PASSAGE »
════

And my parents never second guessed my choices.

Jeff Mather

They supported and encouraged me at every step.

Bill Cleveland

Aren't you a lucky guy?

Bill Cleveland

That's really wonderful.

Bill Cleveland

At some point, moving from a kid excited and interested and living in a rich cultural environment, you decided that it was going to be your life path.

Bill Cleveland

Is that a turning point or that just happened naturally?

Jeff Mather

Yeah.

Jeff Mather

So I went from Connecticut, from growing up in the Connecticut shore.

Jeff Mather

I went to a liberal arts college in the Finger Lakes in upstate New York called Hobart and William Smith.

Jeff Mather

And you were able at that school to design your own major.

Jeff Mather

And even though I was making a lot of art, filmmaking and sculpture, I was not an art major.

Jeff Mather

I was a proxemics major.

Jeff Mather

That's a branch of anthropology that studies how our perceptions of space and our use of space is culturally determined.

Jeff Mather

And this is a bit of academic jargon, of course, but it was an ideal major for a future public artist.

Jeff Mather

And it led to my moving to New York City and working for two conceptual artists from France, a married duo, Anne and Patrick Poirier.

Jeff Mather

Their work was focused on creating imaginary ruins, sometimes enormous, sometimes in miniature.

Jeff Mather

And this brush with the art commodity system was fun at first.

Jeff Mather

Even though Anne and Patrick were represented by a major soho gallery, the Sonoben Gallery, most of what they made was not for sale.

Jeff Mather

I jumped into the art commodity system with both feet when I moved to Atlanta in the 80s and briefly worked as an art consultant.

Jeff Mather

And that was not a good fit for me.

Jeff Mather

And when I met a bunch of grassroots artists who were making large group exhibits happen in empty industrial buildings in Atlanta and thumbing their noses at the gallery scene, that had a lot of appeal for me.

Jeff Mather

My pendulum swung from the art commodity system to the art making community.

Jeff Mather

And the camaraderie amongst artists from many disciplines in Atlanta was strong then.

Jeff Mather

As musicians, painters, sculptors, performance artists, dancers, we found it easy to work together and be influenced by each other.

Bill Cleveland

Part 2 Roots now there's a significant distance between the commodified art world and the one in which it appears you're most comfortable.

Bill Cleveland

That is, as a teaching artist and as a change maker, a person who contributes to an educational community or a neighborhood or institutions in the community.

Bill Cleveland

You talk a lot about partners, some of whom are artists, some of whom aren't artists.

Jeff Mather

Yes.

Bill Cleveland

How did that bridge get built?

Jeff Mather

Well, you know, at first I didn't know that being a teaching artist is a whole professional field that exists with international conferences and journals and many books on being a teaching artist.

Jeff Mather

But my girlfriend back in the 80s, she was a photo and video artist, and she was running an extended teaching artist residency for the Georgia Council for the Arts in Middle Georgia.

Jeff Mather

And when I visited her, I became interested in this way of working and being part of a community.

════

ENTRIES SUPPLIED »
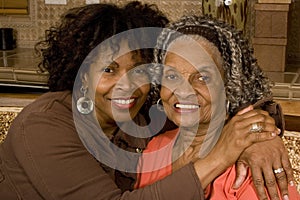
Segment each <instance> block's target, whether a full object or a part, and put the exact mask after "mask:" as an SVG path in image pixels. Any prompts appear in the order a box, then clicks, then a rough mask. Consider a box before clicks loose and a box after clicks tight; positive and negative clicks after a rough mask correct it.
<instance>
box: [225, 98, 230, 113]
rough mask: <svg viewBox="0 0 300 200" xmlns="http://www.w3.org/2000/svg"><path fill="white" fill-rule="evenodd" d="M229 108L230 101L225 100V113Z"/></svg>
mask: <svg viewBox="0 0 300 200" xmlns="http://www.w3.org/2000/svg"><path fill="white" fill-rule="evenodd" d="M229 108H230V101H229V100H226V113H227V115H228V113H229Z"/></svg>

════

In the interview transcript, what does the branch of anthropology called proxemics study?

RESULT FOR THIS EXERCISE » It studies how our perceptions of space and our use of space are culturally determined.